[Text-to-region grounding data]

■ ■ ■

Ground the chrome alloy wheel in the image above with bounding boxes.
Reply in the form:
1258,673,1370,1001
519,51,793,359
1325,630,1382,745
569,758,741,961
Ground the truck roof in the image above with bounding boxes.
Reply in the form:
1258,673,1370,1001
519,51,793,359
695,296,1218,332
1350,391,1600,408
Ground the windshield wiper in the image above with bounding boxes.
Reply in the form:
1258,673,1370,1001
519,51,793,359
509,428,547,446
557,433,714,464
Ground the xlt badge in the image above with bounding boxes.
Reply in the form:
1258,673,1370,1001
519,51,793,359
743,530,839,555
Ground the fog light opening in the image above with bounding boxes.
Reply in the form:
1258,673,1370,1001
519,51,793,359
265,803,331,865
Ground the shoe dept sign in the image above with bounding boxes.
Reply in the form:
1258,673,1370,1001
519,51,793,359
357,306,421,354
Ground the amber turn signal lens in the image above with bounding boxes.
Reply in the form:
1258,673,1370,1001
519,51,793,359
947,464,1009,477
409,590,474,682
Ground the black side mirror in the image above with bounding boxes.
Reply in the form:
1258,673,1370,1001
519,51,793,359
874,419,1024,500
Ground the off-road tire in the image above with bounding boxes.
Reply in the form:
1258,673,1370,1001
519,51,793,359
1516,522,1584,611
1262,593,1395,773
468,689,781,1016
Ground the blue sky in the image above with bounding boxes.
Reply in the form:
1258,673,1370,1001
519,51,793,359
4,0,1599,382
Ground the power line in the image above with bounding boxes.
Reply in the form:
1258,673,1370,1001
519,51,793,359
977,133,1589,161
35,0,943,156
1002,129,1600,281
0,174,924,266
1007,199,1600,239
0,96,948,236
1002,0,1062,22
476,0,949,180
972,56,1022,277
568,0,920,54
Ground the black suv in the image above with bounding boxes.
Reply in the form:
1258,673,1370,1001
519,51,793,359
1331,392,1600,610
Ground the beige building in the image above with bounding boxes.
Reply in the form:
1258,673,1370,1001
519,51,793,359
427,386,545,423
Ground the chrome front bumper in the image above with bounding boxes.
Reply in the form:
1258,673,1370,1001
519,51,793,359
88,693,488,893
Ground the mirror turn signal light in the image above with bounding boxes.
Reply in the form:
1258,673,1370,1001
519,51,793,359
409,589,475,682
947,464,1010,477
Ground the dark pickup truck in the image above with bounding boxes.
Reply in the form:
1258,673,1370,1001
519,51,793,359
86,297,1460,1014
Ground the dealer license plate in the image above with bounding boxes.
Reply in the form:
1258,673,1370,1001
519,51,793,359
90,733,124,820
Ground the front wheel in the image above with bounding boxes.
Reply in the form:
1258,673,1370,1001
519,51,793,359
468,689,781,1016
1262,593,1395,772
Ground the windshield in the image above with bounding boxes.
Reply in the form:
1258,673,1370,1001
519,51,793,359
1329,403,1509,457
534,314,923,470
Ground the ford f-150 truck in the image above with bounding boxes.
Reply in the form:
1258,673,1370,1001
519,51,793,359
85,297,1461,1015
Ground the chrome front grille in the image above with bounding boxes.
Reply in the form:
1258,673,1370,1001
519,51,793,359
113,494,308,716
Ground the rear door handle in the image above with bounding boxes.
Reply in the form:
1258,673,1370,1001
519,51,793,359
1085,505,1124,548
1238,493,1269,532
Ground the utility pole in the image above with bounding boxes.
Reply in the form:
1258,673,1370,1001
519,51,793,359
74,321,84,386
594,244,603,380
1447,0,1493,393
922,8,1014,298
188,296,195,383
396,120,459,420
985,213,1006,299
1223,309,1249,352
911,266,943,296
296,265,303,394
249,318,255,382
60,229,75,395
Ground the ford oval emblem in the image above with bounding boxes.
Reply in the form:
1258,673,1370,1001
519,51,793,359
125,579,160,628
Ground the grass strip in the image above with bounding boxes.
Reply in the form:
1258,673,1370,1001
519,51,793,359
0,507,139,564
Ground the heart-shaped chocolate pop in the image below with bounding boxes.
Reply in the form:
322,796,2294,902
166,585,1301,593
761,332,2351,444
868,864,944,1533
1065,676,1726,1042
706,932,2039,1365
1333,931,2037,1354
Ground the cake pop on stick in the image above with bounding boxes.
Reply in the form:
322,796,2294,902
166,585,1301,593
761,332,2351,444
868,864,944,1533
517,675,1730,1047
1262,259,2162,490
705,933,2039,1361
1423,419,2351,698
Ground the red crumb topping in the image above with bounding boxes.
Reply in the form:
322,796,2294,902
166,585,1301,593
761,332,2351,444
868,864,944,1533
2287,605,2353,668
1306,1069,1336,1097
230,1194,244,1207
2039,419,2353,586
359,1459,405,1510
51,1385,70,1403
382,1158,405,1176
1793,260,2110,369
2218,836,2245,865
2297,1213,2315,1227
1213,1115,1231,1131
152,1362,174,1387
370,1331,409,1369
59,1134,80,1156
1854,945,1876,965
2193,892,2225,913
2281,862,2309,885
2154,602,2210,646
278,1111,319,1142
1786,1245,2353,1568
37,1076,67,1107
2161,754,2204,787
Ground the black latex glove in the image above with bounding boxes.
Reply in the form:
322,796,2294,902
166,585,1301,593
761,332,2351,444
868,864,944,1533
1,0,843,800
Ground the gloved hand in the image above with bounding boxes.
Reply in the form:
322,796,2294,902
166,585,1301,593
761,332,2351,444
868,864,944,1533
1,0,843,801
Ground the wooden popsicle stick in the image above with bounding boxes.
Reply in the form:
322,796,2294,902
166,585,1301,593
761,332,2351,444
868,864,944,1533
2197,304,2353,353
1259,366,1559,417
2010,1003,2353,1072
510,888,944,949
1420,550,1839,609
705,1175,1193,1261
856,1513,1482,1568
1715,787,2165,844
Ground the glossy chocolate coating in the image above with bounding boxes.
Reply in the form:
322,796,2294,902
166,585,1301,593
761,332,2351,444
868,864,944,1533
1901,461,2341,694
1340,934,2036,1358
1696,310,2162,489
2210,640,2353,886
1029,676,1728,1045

■ ■ ■

**THE PROBLEM:** Throughout the records, the word "signal" shows up on certain lines. Report how many lines, with only the number.

**EXERCISE SOLUTION:** 2